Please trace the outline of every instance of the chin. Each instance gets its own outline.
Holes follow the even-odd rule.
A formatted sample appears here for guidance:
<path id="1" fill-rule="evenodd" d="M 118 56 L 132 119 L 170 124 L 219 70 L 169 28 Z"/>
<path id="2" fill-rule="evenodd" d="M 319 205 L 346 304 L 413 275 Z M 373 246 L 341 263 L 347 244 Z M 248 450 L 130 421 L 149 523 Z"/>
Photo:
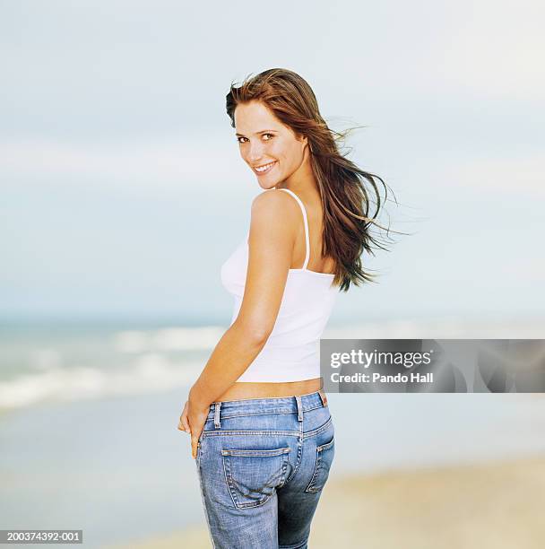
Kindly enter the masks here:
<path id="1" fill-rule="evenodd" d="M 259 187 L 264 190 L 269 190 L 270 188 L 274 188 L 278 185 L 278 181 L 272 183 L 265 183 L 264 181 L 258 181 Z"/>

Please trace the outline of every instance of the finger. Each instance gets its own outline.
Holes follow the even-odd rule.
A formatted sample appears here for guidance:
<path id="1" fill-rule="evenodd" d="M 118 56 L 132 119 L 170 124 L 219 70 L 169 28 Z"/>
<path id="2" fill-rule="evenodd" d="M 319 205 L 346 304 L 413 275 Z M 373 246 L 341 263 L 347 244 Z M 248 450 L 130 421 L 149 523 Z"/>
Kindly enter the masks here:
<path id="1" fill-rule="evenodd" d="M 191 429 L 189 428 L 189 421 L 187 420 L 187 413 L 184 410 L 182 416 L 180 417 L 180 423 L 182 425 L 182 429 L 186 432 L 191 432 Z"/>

□ □ □ □ □ □ □

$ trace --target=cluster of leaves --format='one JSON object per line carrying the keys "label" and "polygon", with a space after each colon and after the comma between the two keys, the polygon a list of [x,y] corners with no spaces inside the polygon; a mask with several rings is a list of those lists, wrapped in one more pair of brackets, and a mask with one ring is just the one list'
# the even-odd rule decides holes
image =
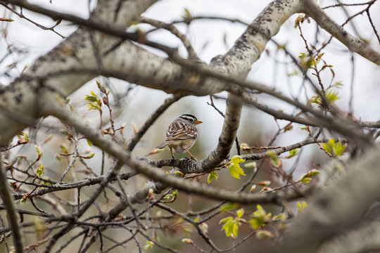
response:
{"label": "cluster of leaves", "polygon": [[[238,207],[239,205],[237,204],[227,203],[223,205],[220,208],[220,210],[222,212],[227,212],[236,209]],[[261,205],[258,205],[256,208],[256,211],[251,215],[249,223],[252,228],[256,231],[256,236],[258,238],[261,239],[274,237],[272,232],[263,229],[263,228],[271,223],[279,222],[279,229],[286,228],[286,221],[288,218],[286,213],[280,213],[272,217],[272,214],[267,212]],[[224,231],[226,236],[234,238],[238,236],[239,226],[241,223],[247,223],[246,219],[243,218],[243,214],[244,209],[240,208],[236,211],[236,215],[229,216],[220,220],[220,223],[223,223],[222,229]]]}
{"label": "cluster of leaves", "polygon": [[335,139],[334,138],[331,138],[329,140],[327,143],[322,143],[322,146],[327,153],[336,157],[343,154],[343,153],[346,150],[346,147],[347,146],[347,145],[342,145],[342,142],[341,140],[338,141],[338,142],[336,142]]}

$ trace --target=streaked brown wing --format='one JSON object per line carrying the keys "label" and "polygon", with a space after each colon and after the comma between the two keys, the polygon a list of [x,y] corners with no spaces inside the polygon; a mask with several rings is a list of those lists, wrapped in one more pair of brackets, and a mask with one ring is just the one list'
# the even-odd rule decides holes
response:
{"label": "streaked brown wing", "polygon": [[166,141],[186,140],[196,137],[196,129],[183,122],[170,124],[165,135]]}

□ □ □ □ □ □ □

**TASK INSTRUCTIONS**
Rewrite the part of the material that opens with the line containing "Please trace the outline of every instance of the finger." and closes with the line containing "191 429 L 189", changing "finger" to "thumb" and leaving everything else the same.

**EXERCISE ANSWER**
Please trace the outline of every instance of the thumb. Each instance gets its own outline.
Holes follow the even-odd rule.
A formatted sample appears here for guidance:
<path id="1" fill-rule="evenodd" d="M 118 56 L 132 119 L 170 124 L 219 70 L 169 28 Z"/>
<path id="2" fill-rule="evenodd" d="M 319 205 L 346 304 L 413 275 Z M 373 246 L 341 263 L 347 244 Z M 248 450 L 130 421 L 149 523 Z"/>
Kindly enter the masks here:
<path id="1" fill-rule="evenodd" d="M 191 429 L 189 428 L 189 421 L 187 420 L 187 413 L 184 410 L 182 416 L 180 417 L 180 423 L 182 425 L 182 429 L 186 432 L 191 432 Z"/>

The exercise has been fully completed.